(To do)
1: In the reflection, how many years had passed since Mack was last at the shack in the mountains?
2: Reproduce the reflection word for word from "Sometimes people hear" to "how God works.".

(Document section)
•••••

Sometimes people hear the verses about God’s “wonderful” and complete knowledge as threatening. Does the image of a God who “hems us in” speak of protection or prohibition? Does God really know everything we are going to say and do before it happens? Are our days actually numbered? If God knows all things in advance, is there any free will for human beings?
It’s all a mystery, the Psalmist says. God’s thoughts are too weighty for us to grasp. What we do know is that God is good and wants what is best for us. God knows our faults and our gifts, and continues to love and care for us. This frees us to proclaim the good news of God’s goodness and loving care that protect and surround us. We praise God, though we do not understand everything about God or how God works.
In a novel recommended by several of you, The Shack, the main character Mack has suffered a great tragedy in his family. He receives a strange summons, believed to be from God, to return to the shack where this tragedy occurred so that Mack and God might meet. Mack had some issues with God as a result of the tragedy. Without telling his family, who understandably might think he was crazy, Mack makes his way through the winter snow to this place in the mountains where he had last been four years before.

•••••

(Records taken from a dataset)
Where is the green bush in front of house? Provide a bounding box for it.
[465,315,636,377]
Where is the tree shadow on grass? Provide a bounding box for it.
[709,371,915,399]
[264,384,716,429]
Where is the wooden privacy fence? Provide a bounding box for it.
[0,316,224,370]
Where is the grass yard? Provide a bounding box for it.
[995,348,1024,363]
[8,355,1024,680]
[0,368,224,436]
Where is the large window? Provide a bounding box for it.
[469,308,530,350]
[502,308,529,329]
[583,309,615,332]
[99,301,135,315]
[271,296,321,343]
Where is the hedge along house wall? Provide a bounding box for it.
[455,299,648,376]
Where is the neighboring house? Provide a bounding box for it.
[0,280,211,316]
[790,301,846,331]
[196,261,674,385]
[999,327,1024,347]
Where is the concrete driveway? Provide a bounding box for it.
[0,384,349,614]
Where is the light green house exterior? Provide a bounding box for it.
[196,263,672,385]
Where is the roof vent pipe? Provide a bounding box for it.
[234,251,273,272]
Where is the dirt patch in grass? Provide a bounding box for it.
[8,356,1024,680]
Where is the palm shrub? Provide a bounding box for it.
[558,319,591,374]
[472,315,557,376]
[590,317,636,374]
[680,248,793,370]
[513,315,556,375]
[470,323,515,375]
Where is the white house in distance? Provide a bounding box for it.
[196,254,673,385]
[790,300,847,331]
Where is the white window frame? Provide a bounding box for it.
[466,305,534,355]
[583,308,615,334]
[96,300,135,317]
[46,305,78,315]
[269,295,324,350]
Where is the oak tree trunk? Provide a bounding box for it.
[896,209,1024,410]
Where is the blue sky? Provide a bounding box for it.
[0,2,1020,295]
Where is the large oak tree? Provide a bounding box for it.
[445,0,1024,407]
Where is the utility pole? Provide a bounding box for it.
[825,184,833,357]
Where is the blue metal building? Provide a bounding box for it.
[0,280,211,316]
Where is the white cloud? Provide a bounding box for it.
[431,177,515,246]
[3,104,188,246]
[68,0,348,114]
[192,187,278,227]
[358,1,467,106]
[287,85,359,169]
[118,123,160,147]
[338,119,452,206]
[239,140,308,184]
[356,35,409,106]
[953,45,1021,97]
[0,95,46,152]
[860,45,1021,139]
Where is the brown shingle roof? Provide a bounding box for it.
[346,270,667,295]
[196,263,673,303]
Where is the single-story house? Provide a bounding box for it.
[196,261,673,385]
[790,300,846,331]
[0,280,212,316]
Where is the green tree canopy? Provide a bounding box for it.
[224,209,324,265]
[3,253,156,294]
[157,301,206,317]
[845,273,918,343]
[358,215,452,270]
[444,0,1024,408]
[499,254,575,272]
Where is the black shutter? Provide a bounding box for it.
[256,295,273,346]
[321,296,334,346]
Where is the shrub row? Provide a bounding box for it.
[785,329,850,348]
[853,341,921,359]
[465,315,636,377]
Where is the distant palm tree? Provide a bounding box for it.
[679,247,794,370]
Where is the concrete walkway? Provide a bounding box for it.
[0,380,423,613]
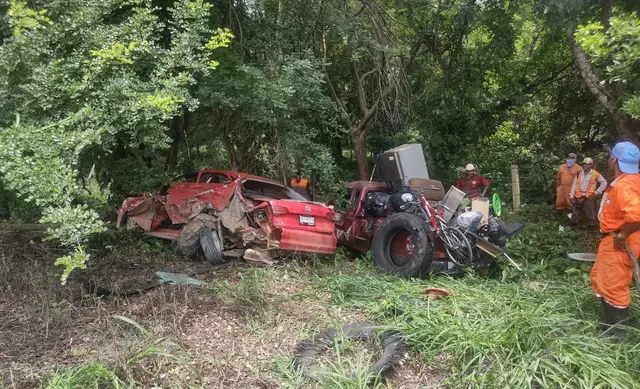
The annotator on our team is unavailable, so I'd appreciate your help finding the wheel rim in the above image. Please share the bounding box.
[389,229,416,266]
[442,228,473,266]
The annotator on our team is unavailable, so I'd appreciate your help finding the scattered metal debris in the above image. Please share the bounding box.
[156,271,206,285]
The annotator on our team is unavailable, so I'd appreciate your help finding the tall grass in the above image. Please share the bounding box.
[319,262,640,389]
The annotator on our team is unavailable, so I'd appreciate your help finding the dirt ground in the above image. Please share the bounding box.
[0,234,440,389]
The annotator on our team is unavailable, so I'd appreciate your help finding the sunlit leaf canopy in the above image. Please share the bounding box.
[0,0,640,275]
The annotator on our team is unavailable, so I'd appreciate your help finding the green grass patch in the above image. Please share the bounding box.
[317,264,640,389]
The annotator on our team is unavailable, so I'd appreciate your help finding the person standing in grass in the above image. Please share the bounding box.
[556,153,582,211]
[570,158,607,227]
[591,142,640,336]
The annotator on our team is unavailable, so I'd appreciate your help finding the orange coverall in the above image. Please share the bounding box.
[591,174,640,308]
[556,163,582,211]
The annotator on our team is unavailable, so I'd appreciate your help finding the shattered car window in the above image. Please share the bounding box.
[171,172,198,183]
[242,180,306,201]
[200,172,231,184]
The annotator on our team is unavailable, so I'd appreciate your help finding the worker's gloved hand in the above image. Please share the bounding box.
[613,234,627,250]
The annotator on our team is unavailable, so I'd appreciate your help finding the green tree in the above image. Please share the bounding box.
[0,0,231,282]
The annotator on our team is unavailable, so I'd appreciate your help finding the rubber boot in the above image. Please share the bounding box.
[600,299,630,340]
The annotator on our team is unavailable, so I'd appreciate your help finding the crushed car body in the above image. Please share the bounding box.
[117,170,337,263]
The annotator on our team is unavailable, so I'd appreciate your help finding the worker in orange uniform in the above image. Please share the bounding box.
[289,173,311,200]
[591,142,640,336]
[570,157,607,227]
[556,153,582,211]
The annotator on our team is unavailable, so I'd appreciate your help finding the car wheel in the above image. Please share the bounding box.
[177,213,216,255]
[200,228,224,265]
[371,213,433,277]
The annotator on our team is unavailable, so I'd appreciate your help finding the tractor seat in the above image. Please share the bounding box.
[409,178,446,202]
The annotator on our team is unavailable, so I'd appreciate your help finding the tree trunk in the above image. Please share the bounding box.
[351,129,369,181]
[567,27,640,142]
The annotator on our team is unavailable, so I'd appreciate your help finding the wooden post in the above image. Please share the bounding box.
[511,165,520,211]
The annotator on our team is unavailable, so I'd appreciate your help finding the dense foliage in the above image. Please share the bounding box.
[0,0,640,274]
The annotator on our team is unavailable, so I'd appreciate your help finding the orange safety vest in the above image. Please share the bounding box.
[290,178,309,189]
[573,170,600,199]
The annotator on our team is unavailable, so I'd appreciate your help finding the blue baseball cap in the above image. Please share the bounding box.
[611,142,640,174]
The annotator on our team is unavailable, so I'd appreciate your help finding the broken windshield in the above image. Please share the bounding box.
[242,180,306,201]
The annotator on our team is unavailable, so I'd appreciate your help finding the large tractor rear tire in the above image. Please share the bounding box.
[371,213,433,278]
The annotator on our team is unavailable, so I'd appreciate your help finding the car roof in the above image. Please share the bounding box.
[347,181,388,189]
[198,169,284,186]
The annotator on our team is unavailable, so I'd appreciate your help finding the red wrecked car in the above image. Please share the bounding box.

•••••

(Numbered responses)
1: Four years.

2:
Sometimes people hear the verses about God’s “wonderful” and complete knowledge as threatening. Does the image of a God who “hems us in” speak of protection or prohibition? Does God really know everything we are going to say and do before it happens? Are our days actually numbered? If God knows all things in advance, is there any free will for human beings?
It’s all a mystery, the Psalmist says. God’s thoughts are too weighty for us to grasp. What we do know is that God is good and wants what is best for us. God knows our faults and our gifts, and continues to love and care for us. This frees us to proclaim the good news of God’s goodness and loving care that protect and surround us. We praise God, though we do not understand everything about God or how God works.